- **Task to complete**
Copy out every item below, swapping each "Target" for "Object" and changing nothing else. Omit the pictures.
[begin Dataset rows]
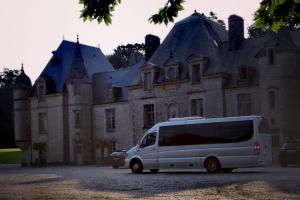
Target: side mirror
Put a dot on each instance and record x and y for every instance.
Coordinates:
(140, 144)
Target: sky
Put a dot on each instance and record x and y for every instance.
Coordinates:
(32, 29)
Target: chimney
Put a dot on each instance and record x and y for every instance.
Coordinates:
(152, 42)
(236, 31)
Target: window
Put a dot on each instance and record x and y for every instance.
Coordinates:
(147, 81)
(197, 108)
(196, 76)
(77, 118)
(272, 99)
(207, 133)
(244, 73)
(270, 56)
(149, 139)
(42, 123)
(76, 87)
(109, 93)
(244, 104)
(41, 92)
(110, 120)
(148, 115)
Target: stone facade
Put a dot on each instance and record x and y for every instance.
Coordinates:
(200, 69)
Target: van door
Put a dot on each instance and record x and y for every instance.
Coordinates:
(148, 151)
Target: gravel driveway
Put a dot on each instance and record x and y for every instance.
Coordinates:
(90, 182)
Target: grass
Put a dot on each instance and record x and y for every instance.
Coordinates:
(10, 156)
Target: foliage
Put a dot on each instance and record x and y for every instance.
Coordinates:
(125, 55)
(168, 12)
(10, 156)
(7, 77)
(101, 10)
(275, 14)
(117, 60)
(254, 32)
(40, 146)
(98, 9)
(272, 14)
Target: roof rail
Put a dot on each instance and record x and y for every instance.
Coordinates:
(185, 118)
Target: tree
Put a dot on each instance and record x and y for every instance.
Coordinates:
(272, 14)
(126, 55)
(253, 31)
(7, 139)
(275, 14)
(101, 10)
(8, 76)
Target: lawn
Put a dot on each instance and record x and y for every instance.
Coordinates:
(10, 156)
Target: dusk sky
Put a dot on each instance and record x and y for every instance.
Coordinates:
(32, 29)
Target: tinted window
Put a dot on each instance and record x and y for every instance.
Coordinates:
(149, 140)
(210, 133)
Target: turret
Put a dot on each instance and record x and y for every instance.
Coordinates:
(79, 104)
(22, 88)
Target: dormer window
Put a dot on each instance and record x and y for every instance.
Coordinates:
(196, 75)
(110, 93)
(198, 64)
(113, 92)
(147, 81)
(41, 92)
(171, 73)
(244, 73)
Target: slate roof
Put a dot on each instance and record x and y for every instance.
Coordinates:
(195, 34)
(66, 57)
(118, 78)
(22, 81)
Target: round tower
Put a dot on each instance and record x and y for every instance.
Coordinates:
(79, 104)
(22, 88)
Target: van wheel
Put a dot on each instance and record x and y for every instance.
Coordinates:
(227, 170)
(154, 170)
(136, 167)
(212, 165)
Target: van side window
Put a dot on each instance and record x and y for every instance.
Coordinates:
(149, 139)
(208, 133)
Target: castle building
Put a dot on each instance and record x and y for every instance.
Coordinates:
(82, 109)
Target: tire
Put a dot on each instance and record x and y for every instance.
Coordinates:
(154, 170)
(136, 167)
(212, 165)
(227, 170)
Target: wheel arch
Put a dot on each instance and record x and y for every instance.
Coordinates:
(211, 156)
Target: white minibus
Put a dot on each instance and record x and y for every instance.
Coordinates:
(216, 144)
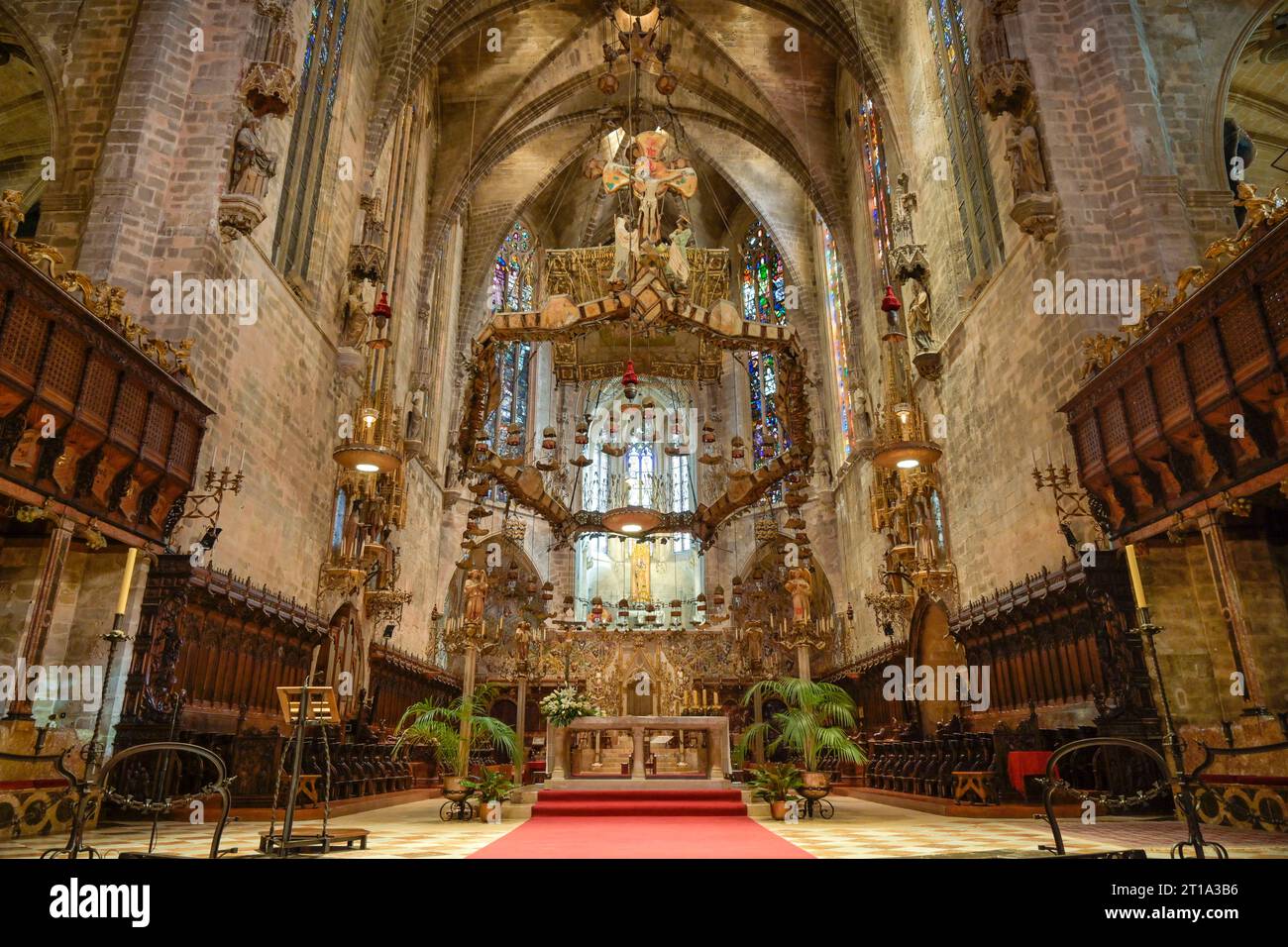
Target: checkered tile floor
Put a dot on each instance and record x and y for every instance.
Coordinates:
[end Dataset rows]
- **Result**
Object: side mirror
Put a dot on each instance and record x and y for every instance.
Coordinates:
(140, 144)
Object: sky
Put a dot on each instance and record x and y for every instance.
Coordinates:
(32, 29)
Object: chimney
Put a dot on each instance and record x and y for every instance.
Coordinates:
(152, 42)
(236, 31)
Object: window
Put a dot on each instance and record x and y for every instance.
Coordinates:
(147, 81)
(197, 108)
(196, 76)
(77, 118)
(272, 99)
(207, 133)
(244, 73)
(270, 56)
(149, 139)
(42, 123)
(76, 87)
(109, 93)
(244, 104)
(41, 92)
(110, 120)
(148, 115)
Object: stone facade
Put a dot on each instance and record x and y for every instance.
Coordinates:
(200, 69)
Object: van door
Put a dot on each instance and record x and y for every instance.
Coordinates:
(148, 151)
Object: gravel driveway
Put a dot on each instance and record x and y for every instance.
Coordinates:
(90, 182)
Object: grass
Put a dot on each instance and record x and y for every instance.
Coordinates:
(10, 156)
Object: foliage
Put a dot on each instance and record x and y for every instance.
Coordinates:
(125, 55)
(168, 12)
(10, 156)
(7, 77)
(101, 10)
(275, 14)
(117, 60)
(254, 32)
(40, 146)
(98, 9)
(272, 14)
Object: roof rail
Put a dot on each instance and record x and y for every instance.
Coordinates:
(185, 118)
Object: tree
Put a dot on each instance and record x and y for every instance.
Coordinates:
(272, 14)
(126, 55)
(253, 31)
(7, 139)
(275, 14)
(101, 10)
(8, 76)
Object: lawn
Put a dot on each instance and record x and y for every instance.
Coordinates:
(10, 156)
Object: dusk sky
Put a dot on each instance and record x and y for every instance.
Coordinates:
(32, 29)
Object: tinted window
Put a dot on each instance and record x and y for every instance.
Coordinates:
(149, 140)
(210, 133)
Object: turret
Put a dot on each instance and record x and y for every instance.
Coordinates:
(79, 104)
(22, 88)
Object: dormer window
Put a dot on each instance and record x and y for every instance.
Coordinates:
(196, 75)
(110, 93)
(198, 64)
(113, 92)
(147, 81)
(41, 92)
(171, 73)
(244, 73)
Object: slate roof
Put a dot on each instance and record x and y for every instance.
Coordinates:
(195, 34)
(66, 57)
(118, 78)
(22, 81)
Object: round tower
Put a dot on each instance and record x and y for every instance.
Coordinates:
(79, 104)
(22, 88)
Object: van wheel
Put a dot on each instance and record x and y for every instance.
Coordinates:
(227, 170)
(154, 170)
(136, 167)
(212, 165)
Object: van side window
Put a dot on each instance and record x and y for every instance.
Coordinates:
(149, 139)
(208, 133)
Object: castle building
Put a dot on each instance and record x and y for every instance.
Coordinates:
(82, 109)
Object: tire
Put a dot on each instance and record x and y for every instance.
Coordinates:
(154, 170)
(136, 167)
(212, 165)
(227, 170)
Object: wheel arch
Put a dot on each instance and record x and y for every instance.
Coordinates:
(211, 156)
Object: white minibus
Put a dot on each instance and record x and y for every instance.
Coordinates:
(216, 144)
Object: checkered tile floor
Put a dot on each instance and record x and y for every instance.
Coordinates:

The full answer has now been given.